DATASET RECORDS:

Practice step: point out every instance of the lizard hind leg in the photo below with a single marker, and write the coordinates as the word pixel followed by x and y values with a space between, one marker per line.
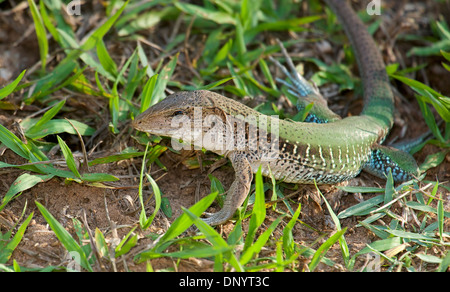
pixel 238 191
pixel 305 92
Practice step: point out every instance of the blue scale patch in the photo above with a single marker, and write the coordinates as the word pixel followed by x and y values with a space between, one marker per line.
pixel 380 164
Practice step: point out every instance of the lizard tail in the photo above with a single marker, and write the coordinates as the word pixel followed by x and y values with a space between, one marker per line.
pixel 378 97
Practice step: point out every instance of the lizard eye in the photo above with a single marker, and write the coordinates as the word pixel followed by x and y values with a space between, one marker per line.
pixel 177 113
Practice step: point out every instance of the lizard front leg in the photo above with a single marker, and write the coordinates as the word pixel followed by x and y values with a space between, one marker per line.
pixel 238 191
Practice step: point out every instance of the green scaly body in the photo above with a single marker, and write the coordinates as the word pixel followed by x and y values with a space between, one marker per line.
pixel 330 151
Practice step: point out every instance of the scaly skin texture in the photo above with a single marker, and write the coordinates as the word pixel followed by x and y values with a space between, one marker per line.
pixel 295 152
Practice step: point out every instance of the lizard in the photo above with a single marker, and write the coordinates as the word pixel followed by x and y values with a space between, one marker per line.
pixel 325 148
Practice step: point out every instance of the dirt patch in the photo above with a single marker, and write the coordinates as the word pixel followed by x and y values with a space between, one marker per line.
pixel 115 210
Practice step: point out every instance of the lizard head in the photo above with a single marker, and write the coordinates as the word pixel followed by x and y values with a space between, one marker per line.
pixel 178 112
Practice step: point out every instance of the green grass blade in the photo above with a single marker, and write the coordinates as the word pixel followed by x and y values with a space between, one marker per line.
pixel 215 238
pixel 69 157
pixel 40 33
pixel 259 243
pixel 64 237
pixel 6 252
pixel 184 221
pixel 147 93
pixel 163 79
pixel 105 59
pixel 8 89
pixel 12 142
pixel 259 210
pixel 342 241
pixel 157 194
pixel 361 208
pixel 288 239
pixel 24 182
pixel 47 116
pixel 57 126
pixel 440 216
pixel 322 250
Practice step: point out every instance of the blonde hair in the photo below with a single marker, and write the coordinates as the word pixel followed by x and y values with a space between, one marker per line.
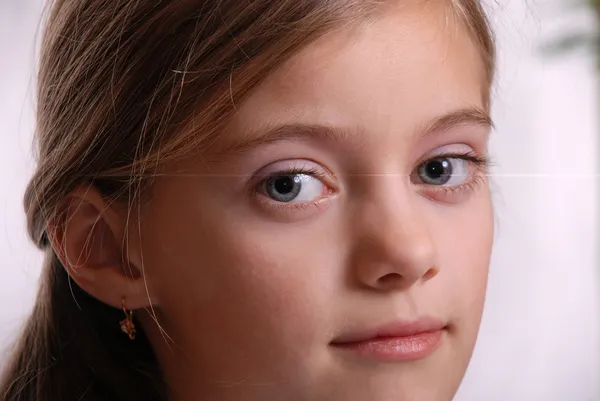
pixel 120 85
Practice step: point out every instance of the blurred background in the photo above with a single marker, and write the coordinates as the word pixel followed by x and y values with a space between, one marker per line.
pixel 540 339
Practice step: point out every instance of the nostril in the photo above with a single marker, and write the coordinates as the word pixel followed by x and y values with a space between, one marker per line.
pixel 429 274
pixel 390 279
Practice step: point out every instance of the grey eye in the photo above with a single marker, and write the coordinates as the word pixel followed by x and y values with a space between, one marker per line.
pixel 444 171
pixel 287 188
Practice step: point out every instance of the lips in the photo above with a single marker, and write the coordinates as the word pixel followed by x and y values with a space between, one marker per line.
pixel 397 329
pixel 396 341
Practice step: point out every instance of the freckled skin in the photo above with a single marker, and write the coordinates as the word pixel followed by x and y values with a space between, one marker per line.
pixel 252 291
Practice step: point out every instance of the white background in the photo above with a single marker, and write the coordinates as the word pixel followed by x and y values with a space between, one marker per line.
pixel 540 339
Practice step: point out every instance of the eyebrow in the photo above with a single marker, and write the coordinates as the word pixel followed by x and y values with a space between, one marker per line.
pixel 466 116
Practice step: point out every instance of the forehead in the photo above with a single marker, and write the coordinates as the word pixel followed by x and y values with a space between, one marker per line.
pixel 414 62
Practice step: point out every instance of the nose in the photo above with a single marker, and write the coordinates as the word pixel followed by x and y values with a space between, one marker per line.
pixel 393 246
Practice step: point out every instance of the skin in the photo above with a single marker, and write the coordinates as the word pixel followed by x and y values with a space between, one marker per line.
pixel 252 291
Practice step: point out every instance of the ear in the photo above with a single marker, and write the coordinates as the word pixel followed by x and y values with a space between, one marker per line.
pixel 90 239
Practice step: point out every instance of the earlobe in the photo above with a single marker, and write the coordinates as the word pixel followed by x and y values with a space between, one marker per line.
pixel 89 237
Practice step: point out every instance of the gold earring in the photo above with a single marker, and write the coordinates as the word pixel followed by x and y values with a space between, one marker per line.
pixel 127 325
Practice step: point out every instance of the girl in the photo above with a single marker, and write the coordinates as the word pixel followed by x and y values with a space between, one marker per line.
pixel 258 200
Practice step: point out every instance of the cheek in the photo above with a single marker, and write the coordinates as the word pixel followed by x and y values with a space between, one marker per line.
pixel 464 247
pixel 231 288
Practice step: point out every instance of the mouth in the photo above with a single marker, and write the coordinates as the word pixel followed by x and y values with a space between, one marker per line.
pixel 395 341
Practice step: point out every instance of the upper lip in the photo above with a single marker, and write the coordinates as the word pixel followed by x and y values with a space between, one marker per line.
pixel 393 329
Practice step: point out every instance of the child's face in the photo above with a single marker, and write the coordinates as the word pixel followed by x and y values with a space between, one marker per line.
pixel 265 251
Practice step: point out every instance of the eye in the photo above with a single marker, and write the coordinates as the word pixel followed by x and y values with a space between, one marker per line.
pixel 287 188
pixel 447 171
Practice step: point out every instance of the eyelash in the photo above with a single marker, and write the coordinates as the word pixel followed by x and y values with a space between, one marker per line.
pixel 480 162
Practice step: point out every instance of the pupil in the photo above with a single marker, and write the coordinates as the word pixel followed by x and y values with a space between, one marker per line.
pixel 284 185
pixel 435 169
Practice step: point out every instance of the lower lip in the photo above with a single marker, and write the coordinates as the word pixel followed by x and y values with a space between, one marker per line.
pixel 418 346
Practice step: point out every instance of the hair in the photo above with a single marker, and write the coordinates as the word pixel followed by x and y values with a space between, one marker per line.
pixel 123 87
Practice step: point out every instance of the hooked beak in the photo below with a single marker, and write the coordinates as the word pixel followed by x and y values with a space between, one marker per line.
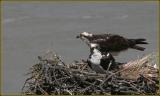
pixel 78 36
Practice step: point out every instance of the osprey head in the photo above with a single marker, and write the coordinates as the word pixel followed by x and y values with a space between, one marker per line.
pixel 84 34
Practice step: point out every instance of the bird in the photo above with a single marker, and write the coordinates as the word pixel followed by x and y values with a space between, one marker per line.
pixel 99 62
pixel 112 43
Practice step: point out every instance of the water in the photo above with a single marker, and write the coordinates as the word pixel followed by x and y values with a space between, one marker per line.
pixel 30 29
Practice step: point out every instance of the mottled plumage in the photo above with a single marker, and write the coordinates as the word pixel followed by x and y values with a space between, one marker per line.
pixel 112 42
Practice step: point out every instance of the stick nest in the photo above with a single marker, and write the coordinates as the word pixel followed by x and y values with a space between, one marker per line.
pixel 52 76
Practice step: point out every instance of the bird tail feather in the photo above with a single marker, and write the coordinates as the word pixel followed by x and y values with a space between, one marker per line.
pixel 138 48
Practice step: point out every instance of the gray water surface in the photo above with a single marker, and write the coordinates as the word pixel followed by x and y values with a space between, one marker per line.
pixel 30 29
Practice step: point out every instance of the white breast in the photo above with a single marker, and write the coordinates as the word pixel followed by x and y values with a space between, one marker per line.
pixel 95 61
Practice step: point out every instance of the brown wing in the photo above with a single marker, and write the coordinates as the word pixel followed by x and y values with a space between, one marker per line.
pixel 112 42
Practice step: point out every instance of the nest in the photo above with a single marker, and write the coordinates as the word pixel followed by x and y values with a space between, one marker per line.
pixel 51 76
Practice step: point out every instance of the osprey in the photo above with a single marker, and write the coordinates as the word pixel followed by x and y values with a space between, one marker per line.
pixel 99 62
pixel 112 42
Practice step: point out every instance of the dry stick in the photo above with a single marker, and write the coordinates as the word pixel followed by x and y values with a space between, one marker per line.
pixel 132 86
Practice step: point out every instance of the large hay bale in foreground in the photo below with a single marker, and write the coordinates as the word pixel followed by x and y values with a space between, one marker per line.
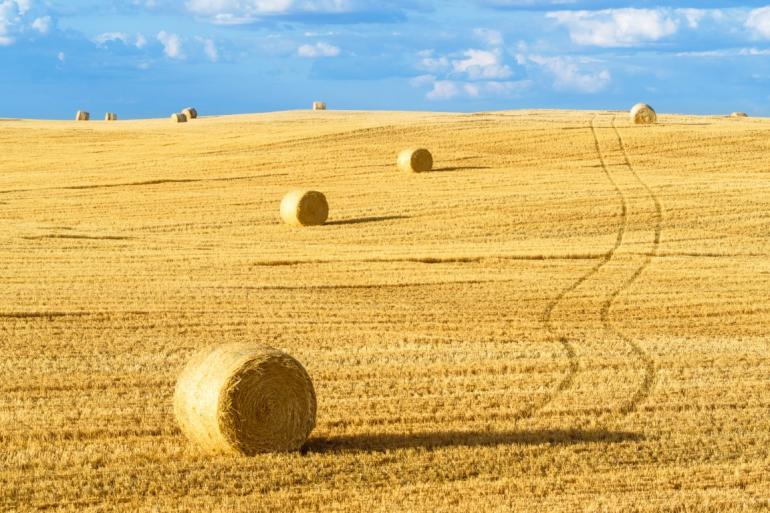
pixel 643 114
pixel 245 399
pixel 415 160
pixel 304 208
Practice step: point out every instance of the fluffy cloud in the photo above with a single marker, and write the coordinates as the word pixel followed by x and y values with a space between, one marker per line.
pixel 172 45
pixel 443 90
pixel 758 22
pixel 617 27
pixel 18 17
pixel 209 49
pixel 319 49
pixel 139 41
pixel 568 75
pixel 247 11
pixel 482 65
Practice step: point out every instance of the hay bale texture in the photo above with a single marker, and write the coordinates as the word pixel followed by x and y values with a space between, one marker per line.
pixel 643 114
pixel 245 399
pixel 304 208
pixel 415 160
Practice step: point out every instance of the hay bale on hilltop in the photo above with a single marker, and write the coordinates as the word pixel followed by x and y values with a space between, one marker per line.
pixel 245 399
pixel 643 114
pixel 304 208
pixel 415 160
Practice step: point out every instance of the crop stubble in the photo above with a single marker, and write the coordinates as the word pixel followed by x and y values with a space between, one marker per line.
pixel 569 314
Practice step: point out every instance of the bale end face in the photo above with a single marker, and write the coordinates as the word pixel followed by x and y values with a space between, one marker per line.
pixel 304 208
pixel 415 160
pixel 245 399
pixel 643 114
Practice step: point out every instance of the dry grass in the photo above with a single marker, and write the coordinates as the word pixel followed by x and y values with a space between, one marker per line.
pixel 565 316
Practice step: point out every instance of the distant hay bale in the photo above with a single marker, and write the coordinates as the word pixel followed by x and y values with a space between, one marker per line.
pixel 643 114
pixel 245 399
pixel 415 160
pixel 304 208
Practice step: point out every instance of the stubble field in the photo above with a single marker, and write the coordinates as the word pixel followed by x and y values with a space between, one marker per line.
pixel 570 313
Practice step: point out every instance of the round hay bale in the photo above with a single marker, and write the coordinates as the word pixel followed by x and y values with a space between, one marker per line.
pixel 643 114
pixel 304 208
pixel 415 161
pixel 245 399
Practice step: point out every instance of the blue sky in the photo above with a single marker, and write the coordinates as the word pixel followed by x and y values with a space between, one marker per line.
pixel 148 58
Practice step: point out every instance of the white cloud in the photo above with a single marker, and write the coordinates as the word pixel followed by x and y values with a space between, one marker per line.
pixel 319 49
pixel 422 80
pixel 568 75
pixel 443 90
pixel 108 37
pixel 247 11
pixel 431 63
pixel 758 21
pixel 172 45
pixel 482 65
pixel 16 17
pixel 139 41
pixel 693 17
pixel 617 27
pixel 210 49
pixel 42 24
pixel 489 36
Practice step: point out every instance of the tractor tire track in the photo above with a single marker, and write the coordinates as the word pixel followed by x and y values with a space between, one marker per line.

PROBLEM DETAILS: Take the line that holds "Practice step: point out every instance of the white cloud" as the first and the last line of the material as the final one. Print that span exactly, both ends included.

OUTPUT FOR THIS TASK:
Practice step: point out every instance of the white cloud in the photo above with a single marker, and write the coordinates as the word pixel followed by x and y values with a space between, one marker per line.
pixel 319 49
pixel 422 80
pixel 568 75
pixel 443 90
pixel 108 37
pixel 247 11
pixel 431 63
pixel 758 21
pixel 172 45
pixel 482 65
pixel 16 17
pixel 139 41
pixel 693 17
pixel 617 27
pixel 210 49
pixel 42 24
pixel 489 36
Practice step: point out every instance of the tractor tire track in the photo above with a single marker, and write the coordinates as the word pixel followed by x and y values with a space between, one marker per line.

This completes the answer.